## TÂCHES DEMANDÉES
• A. Transcrivez fidèlement le passage du texte sur le centre NAPTPC qui va de « Certains secteurs de » à « essentiels du Centre. ».
• B. Recopiez la liste depuis son début jusqu'à la ligne contenant « 210 122 L 179 » incluse, et seulement ces lignes, en remplaçant « layout » par « format » sans rien modifier d'autre. Laissez les images de côté.

## TEXTE PRÉSENTÉ
++++++
Deux religieux se proposent successivement de l'accompagner dans le projet. Mais l'un d'entre eux ne continue pas sur cette voie pour des raisons de sensibilité vocationnelle. C'est avec ce dernier que les bases de la production seront posées. Il va d'ailleurs suivre les travaux ultérieurs de développement du Centre et même diriger celui-ci, car le nouveau promoteur quitte brusquement le Cameroun en 1999 pour des raisons de santé. Mais il entretient avec le jeune religieux un contact permanent pour un développement favorable de la production au NAPTPC (Cf. ANNEXE N°12).

L'instabilité que connaît le Centre avec le changement d'équipes dirigeantes du projet émane d'une absence de planification et de mise en place d'un mécanisme de suivi et d'accompagnement des activités. En effet, d'un côté les logiques individuelles marquent la manière d'agir aussi bien des promoteurs que des membres de l'équipe du projet. Les activités sont personnalisées et très peu d'espace est laissé à l'action collective. Et de l'autre, la logique paternaliste qui imprègne la gestion des activités du NAPTPC centralise tout sur la personne du promoteur du projet. Or manager un projet, c'est savoir combiner l'unité et la diversité, c'est aussi transformer l'individuel en collectif:

« Une équipe de projet, est donc plus que la somme des capacités individuelles de ses membres. Elle représente une situation où l'individu et ses caractéristiques personnelles continuent d'exister en tant que tels mais simultanément intègrent une dimension supplémentaire qui est cette fois collective ».108(*)

Certains secteurs de production néanmoins se développent efficacement au Nazareth malgré les changements dans l'équipe de direction et l'instabilité subséquente. C'est le cas notamment des unités de production des lapins et des porcs. Les produits sont essentiellement destinés à la vente avec, comme acheteurs, la population environnante et les communautés des Pères Piaristes. Les fruits des ventes permettent de soutenir la production et de couvrir les besoins essentiels du Centre.

Le jeune religieux, nouveau responsable du projet, coordonne les activités de production au Centre jusqu'en 2008, date à laquelle la Congrégation des Pères Piaristes l'invite à passer le témoin à un autre religieux de la même Congrégation, mieux préparé dans le domaine agropastoral. C'est ce qui ressort de cet extrait d'une correspondance que lui-même envoie à Manos Unidas, un des bailleurs de fonds du Centre :

« Je voudrais signaler les intentions des Pères Piaristes de changer le responsable du projet. La lettre d'information et de demande de compréhension de ce changement sera bientôt adressée au bureau administratif de Manos Unidas par le Supérieur Majeur, le Révérend Père Mariano Grassa. La raison de ce changement est que notre frère (Djam Wilfred Chiatoh) qui était envoyé à l'Institut Supérieur des Sciences Agrovétérinaires (ISAV) à Kinshasa en République Démocratique du Congo vient de terminer ses études et est retourné afin de s'embarquer totalement dans le projet(...). Ainsi le rapport final sur le projet après ce deuxième rapport à mi-parcours sera fait par Wilfred puisqu'il prendra bientôt en charge l'exécution du projet à partir de ce point ».109(*)
++++++
## ENTRÉES LISTÉES

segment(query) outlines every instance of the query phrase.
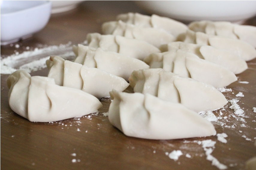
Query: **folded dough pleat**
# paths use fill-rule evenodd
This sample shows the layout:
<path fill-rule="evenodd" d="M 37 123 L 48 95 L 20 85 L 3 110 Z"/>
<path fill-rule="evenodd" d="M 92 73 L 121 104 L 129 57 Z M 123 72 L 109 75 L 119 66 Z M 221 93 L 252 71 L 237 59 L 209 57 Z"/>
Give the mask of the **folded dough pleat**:
<path fill-rule="evenodd" d="M 115 52 L 141 60 L 151 53 L 160 52 L 146 42 L 120 35 L 92 33 L 87 35 L 87 39 L 90 47 L 99 47 L 104 51 Z"/>
<path fill-rule="evenodd" d="M 134 70 L 148 68 L 149 66 L 136 58 L 116 52 L 105 51 L 78 44 L 78 55 L 74 62 L 89 67 L 101 69 L 128 81 Z"/>
<path fill-rule="evenodd" d="M 238 39 L 256 48 L 256 27 L 241 25 L 227 21 L 202 21 L 193 22 L 188 27 L 194 31 Z"/>
<path fill-rule="evenodd" d="M 216 134 L 210 122 L 179 103 L 149 94 L 113 91 L 109 110 L 110 123 L 129 136 L 167 140 Z"/>
<path fill-rule="evenodd" d="M 52 78 L 29 75 L 25 71 L 18 70 L 7 81 L 10 87 L 10 107 L 31 121 L 51 122 L 81 116 L 102 107 L 98 99 L 82 90 L 57 85 Z M 22 91 L 23 93 L 19 92 Z"/>
<path fill-rule="evenodd" d="M 228 51 L 248 61 L 256 58 L 256 49 L 246 42 L 219 35 L 208 35 L 201 32 L 188 30 L 181 35 L 177 41 L 201 45 L 210 45 L 220 49 Z"/>
<path fill-rule="evenodd" d="M 169 18 L 153 14 L 151 16 L 138 13 L 129 13 L 118 15 L 116 20 L 144 27 L 152 27 L 164 30 L 177 37 L 188 29 L 184 24 Z"/>
<path fill-rule="evenodd" d="M 53 60 L 49 59 L 50 61 Z M 51 63 L 50 61 L 48 63 Z M 109 92 L 113 89 L 122 92 L 129 86 L 129 84 L 122 78 L 99 69 L 89 68 L 68 60 L 65 60 L 63 64 L 64 71 L 61 73 L 57 72 L 59 69 L 55 67 L 53 69 L 54 69 L 51 70 L 54 64 L 51 67 L 49 67 L 51 72 L 56 72 L 56 74 L 63 74 L 61 76 L 64 78 L 63 86 L 82 90 L 98 98 L 109 96 Z M 49 75 L 48 77 L 51 77 Z"/>
<path fill-rule="evenodd" d="M 129 80 L 134 92 L 180 103 L 198 112 L 216 110 L 228 102 L 223 94 L 212 86 L 162 69 L 134 71 Z"/>
<path fill-rule="evenodd" d="M 114 23 L 115 22 L 116 23 Z M 173 35 L 164 30 L 137 26 L 121 20 L 104 23 L 102 30 L 104 34 L 118 35 L 142 40 L 157 48 L 161 45 L 174 41 L 176 39 Z"/>
<path fill-rule="evenodd" d="M 13 112 L 27 119 L 28 87 L 31 76 L 27 72 L 18 70 L 11 74 L 6 80 L 9 88 L 8 101 Z"/>
<path fill-rule="evenodd" d="M 156 61 L 157 64 L 154 64 Z M 227 68 L 180 50 L 152 54 L 144 61 L 151 68 L 154 68 L 152 66 L 162 65 L 165 71 L 192 78 L 216 88 L 226 86 L 237 80 L 235 75 Z M 162 64 L 160 64 L 161 62 Z"/>
<path fill-rule="evenodd" d="M 237 55 L 210 46 L 177 41 L 163 46 L 161 49 L 163 51 L 180 49 L 193 53 L 199 58 L 226 67 L 235 74 L 240 74 L 248 68 L 245 61 Z"/>

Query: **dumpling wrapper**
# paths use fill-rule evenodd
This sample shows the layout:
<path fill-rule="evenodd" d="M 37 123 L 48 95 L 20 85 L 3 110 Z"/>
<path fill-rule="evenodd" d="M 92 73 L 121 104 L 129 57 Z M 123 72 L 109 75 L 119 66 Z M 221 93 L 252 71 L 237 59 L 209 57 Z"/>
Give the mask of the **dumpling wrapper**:
<path fill-rule="evenodd" d="M 103 24 L 104 34 L 112 34 L 142 40 L 158 48 L 161 45 L 174 41 L 176 38 L 163 30 L 152 27 L 145 27 L 126 23 L 121 20 Z M 149 36 L 150 35 L 150 36 Z"/>
<path fill-rule="evenodd" d="M 231 39 L 218 35 L 211 35 L 201 32 L 187 30 L 181 35 L 177 41 L 201 45 L 210 45 L 230 51 L 248 61 L 256 58 L 256 50 L 248 43 L 237 39 Z"/>
<path fill-rule="evenodd" d="M 28 77 L 28 74 L 24 70 L 16 71 L 7 81 L 10 87 L 10 107 L 31 121 L 49 122 L 81 116 L 102 107 L 98 99 L 91 95 L 57 85 L 52 78 Z M 24 92 L 17 92 L 19 91 Z"/>
<path fill-rule="evenodd" d="M 164 30 L 175 37 L 188 29 L 187 25 L 181 22 L 155 14 L 150 16 L 137 13 L 129 13 L 118 15 L 116 20 L 121 20 L 141 27 L 152 27 Z"/>
<path fill-rule="evenodd" d="M 190 29 L 207 34 L 238 39 L 256 48 L 256 27 L 241 25 L 227 21 L 202 21 L 193 22 Z"/>
<path fill-rule="evenodd" d="M 113 89 L 122 92 L 129 86 L 129 84 L 122 78 L 101 69 L 89 68 L 68 60 L 65 61 L 63 64 L 63 86 L 82 90 L 97 98 L 109 96 L 109 92 Z M 55 70 L 59 69 L 57 68 Z M 56 74 L 60 75 L 59 73 Z"/>
<path fill-rule="evenodd" d="M 196 54 L 199 58 L 226 67 L 235 74 L 240 74 L 246 69 L 246 62 L 232 52 L 208 45 L 177 41 L 161 47 L 163 51 L 181 49 Z"/>
<path fill-rule="evenodd" d="M 197 112 L 216 110 L 228 103 L 223 94 L 213 86 L 162 69 L 134 71 L 129 80 L 134 92 L 180 103 Z"/>
<path fill-rule="evenodd" d="M 227 68 L 180 50 L 153 53 L 144 61 L 151 68 L 161 67 L 165 71 L 192 78 L 216 88 L 226 86 L 237 80 L 235 75 Z M 157 64 L 154 64 L 155 62 Z"/>
<path fill-rule="evenodd" d="M 78 44 L 75 51 L 78 55 L 74 62 L 101 69 L 126 81 L 134 70 L 149 67 L 141 60 L 117 52 L 105 51 L 100 48 L 92 49 Z"/>
<path fill-rule="evenodd" d="M 168 140 L 216 134 L 210 122 L 180 104 L 149 94 L 110 93 L 109 120 L 127 136 Z"/>
<path fill-rule="evenodd" d="M 104 51 L 118 52 L 141 60 L 151 53 L 160 52 L 158 48 L 146 41 L 120 35 L 92 33 L 87 35 L 87 39 L 89 47 L 100 47 Z"/>

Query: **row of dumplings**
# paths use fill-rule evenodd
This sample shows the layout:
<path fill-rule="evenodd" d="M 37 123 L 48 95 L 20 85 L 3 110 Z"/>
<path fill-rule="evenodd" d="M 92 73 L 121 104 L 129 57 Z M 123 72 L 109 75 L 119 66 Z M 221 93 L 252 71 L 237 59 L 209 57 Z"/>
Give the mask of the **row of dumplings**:
<path fill-rule="evenodd" d="M 47 77 L 24 70 L 10 75 L 10 107 L 31 121 L 57 121 L 96 111 L 102 106 L 98 99 L 110 94 L 109 120 L 127 135 L 214 135 L 213 125 L 197 112 L 226 104 L 216 88 L 236 81 L 235 74 L 248 68 L 246 61 L 256 57 L 251 39 L 241 31 L 248 28 L 245 33 L 256 34 L 255 27 L 225 23 L 188 27 L 155 15 L 121 14 L 103 24 L 105 35 L 88 34 L 88 46 L 73 47 L 74 62 L 51 56 Z M 135 92 L 122 92 L 129 85 Z"/>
++++++
## RÉPONSES RÉDIGÉES
• A.
Certains secteurs de production néanmoins se développent efficacement au Nazareth malgré les changements dans l'équipe de direction et l'instabilité subséquente. C'est le cas notamment des unités de production des lapins et des porcs. Les produits sont essentiellement destinés à la vente avec, comme acheteurs, la population environnante et les communautés des Pères Piaristes. Les fruits des ventes permettent de soutenir la production et de couvrir les besoins essentiels du Centre.

• B.
segment(query) outlines every instance of the query phrase.
Query: **folded dough pleat**
# paths use fill-rule evenodd
This sample shows the format:
<path fill-rule="evenodd" d="M 37 123 L 48 95 L 20 85 L 3 110 Z"/>
<path fill-rule="evenodd" d="M 92 73 L 121 104 L 129 57 Z M 123 72 L 109 75 L 119 66 Z M 221 93 L 252 71 L 237 59 L 209 57 Z"/>
Give the mask of the **folded dough pleat**:
<path fill-rule="evenodd" d="M 115 52 L 141 60 L 151 53 L 160 52 L 146 42 L 120 35 L 92 33 L 87 35 L 87 39 L 90 47 L 99 47 L 104 51 Z"/>
<path fill-rule="evenodd" d="M 134 70 L 148 68 L 149 66 L 136 58 L 116 52 L 105 51 L 78 44 L 78 55 L 74 62 L 89 67 L 101 69 L 128 81 Z"/>
<path fill-rule="evenodd" d="M 238 39 L 256 48 L 256 27 L 241 25 L 227 21 L 202 21 L 193 22 L 188 27 L 194 31 Z"/>
<path fill-rule="evenodd" d="M 216 134 L 210 122 L 179 103 L 149 94 L 113 91 L 109 110 L 110 123 L 129 136 L 167 140 Z"/>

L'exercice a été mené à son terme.